====== Records

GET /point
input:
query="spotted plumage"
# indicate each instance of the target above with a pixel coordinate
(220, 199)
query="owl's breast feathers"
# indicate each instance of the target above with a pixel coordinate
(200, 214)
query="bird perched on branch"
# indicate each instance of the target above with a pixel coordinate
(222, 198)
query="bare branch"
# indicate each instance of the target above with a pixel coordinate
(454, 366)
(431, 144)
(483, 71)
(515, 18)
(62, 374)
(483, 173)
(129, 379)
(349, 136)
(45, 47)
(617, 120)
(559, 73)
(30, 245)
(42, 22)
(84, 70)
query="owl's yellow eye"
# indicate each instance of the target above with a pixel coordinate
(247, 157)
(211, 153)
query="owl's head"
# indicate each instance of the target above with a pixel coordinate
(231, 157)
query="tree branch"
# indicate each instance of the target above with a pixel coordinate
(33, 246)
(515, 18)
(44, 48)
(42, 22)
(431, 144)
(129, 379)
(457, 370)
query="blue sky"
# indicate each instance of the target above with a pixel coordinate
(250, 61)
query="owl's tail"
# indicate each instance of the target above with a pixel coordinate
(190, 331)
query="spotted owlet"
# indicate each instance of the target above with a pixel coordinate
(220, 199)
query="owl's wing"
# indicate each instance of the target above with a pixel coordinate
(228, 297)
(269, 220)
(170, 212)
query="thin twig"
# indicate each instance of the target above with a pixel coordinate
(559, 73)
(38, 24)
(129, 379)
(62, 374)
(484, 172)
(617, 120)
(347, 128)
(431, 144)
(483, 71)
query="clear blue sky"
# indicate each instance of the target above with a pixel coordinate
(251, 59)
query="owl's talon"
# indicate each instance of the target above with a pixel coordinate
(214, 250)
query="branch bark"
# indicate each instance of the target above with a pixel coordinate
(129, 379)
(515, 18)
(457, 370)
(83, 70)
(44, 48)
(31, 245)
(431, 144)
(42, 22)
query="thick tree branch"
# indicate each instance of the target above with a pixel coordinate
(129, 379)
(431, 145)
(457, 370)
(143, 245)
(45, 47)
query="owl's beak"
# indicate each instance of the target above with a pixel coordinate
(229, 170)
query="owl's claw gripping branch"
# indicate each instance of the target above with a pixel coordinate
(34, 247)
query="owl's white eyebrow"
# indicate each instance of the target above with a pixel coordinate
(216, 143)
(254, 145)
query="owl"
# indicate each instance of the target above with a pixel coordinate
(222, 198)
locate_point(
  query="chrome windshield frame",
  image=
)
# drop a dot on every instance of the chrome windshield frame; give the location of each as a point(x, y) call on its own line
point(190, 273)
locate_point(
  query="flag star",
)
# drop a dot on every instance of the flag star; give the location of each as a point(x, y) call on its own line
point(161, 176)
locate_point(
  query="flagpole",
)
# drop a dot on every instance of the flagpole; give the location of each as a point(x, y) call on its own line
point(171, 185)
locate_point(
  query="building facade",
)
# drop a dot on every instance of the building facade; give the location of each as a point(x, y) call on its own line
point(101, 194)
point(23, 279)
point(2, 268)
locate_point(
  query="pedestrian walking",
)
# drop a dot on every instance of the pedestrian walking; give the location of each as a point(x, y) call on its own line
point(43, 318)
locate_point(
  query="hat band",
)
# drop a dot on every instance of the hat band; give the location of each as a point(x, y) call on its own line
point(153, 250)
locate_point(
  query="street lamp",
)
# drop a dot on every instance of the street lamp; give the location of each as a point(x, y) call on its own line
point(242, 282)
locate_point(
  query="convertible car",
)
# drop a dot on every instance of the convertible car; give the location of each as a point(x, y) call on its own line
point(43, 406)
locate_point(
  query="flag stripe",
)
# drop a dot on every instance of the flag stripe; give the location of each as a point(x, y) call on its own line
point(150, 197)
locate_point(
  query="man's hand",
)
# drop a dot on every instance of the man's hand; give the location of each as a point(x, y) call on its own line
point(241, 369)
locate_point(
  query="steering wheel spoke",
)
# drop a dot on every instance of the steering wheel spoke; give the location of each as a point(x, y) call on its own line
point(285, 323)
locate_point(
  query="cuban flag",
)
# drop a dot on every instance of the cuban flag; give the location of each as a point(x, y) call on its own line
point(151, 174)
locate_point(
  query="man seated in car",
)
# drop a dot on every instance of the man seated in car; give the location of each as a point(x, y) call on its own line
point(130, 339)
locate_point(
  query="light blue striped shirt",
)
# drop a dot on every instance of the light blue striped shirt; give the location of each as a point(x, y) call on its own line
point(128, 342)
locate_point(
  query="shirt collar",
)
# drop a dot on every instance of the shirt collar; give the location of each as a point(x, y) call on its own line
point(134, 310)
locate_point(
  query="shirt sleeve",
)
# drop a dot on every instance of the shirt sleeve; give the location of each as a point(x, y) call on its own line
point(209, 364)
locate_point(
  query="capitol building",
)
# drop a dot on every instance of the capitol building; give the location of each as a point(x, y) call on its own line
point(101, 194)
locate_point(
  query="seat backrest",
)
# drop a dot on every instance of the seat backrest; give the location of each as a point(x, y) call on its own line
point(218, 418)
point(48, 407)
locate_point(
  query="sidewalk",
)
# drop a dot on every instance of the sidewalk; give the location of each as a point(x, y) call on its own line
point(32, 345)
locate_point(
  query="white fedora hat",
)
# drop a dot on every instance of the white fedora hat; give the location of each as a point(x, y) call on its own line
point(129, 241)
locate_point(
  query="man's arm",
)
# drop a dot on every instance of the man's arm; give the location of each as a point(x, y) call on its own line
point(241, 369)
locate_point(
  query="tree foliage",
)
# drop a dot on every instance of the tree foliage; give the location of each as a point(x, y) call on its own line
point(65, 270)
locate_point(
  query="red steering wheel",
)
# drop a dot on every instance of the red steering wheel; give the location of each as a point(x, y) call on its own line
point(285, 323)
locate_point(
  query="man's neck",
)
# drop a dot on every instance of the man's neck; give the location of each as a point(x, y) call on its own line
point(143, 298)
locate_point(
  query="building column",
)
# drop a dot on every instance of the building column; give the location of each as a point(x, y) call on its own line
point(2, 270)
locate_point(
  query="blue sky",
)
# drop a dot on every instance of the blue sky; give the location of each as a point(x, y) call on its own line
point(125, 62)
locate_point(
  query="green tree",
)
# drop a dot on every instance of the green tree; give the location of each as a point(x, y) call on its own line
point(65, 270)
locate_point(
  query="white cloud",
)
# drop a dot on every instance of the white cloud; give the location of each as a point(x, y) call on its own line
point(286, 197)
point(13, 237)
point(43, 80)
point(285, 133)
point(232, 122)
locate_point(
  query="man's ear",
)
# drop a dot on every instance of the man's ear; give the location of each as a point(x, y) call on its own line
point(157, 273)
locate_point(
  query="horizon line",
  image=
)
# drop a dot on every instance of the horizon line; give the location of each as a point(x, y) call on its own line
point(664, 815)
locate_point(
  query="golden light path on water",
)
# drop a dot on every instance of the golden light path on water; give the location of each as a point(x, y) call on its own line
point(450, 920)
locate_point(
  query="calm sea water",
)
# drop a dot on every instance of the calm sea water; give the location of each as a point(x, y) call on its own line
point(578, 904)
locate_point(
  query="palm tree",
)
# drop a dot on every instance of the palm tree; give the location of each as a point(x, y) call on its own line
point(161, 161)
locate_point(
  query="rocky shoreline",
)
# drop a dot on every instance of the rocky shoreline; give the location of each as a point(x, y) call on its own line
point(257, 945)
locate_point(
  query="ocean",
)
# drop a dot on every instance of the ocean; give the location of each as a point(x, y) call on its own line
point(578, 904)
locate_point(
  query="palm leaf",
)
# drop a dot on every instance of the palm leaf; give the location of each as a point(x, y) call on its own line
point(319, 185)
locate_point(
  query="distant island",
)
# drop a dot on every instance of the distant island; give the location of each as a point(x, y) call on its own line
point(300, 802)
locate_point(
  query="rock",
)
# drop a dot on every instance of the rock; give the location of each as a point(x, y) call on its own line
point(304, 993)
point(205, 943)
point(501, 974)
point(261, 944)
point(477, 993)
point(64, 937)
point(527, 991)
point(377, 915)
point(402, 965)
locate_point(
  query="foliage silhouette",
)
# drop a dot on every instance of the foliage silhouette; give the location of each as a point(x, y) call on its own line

============

**The problem**
Report how many lines in the data contain the word "spotted", with no words besides the number.

**Expected output**
2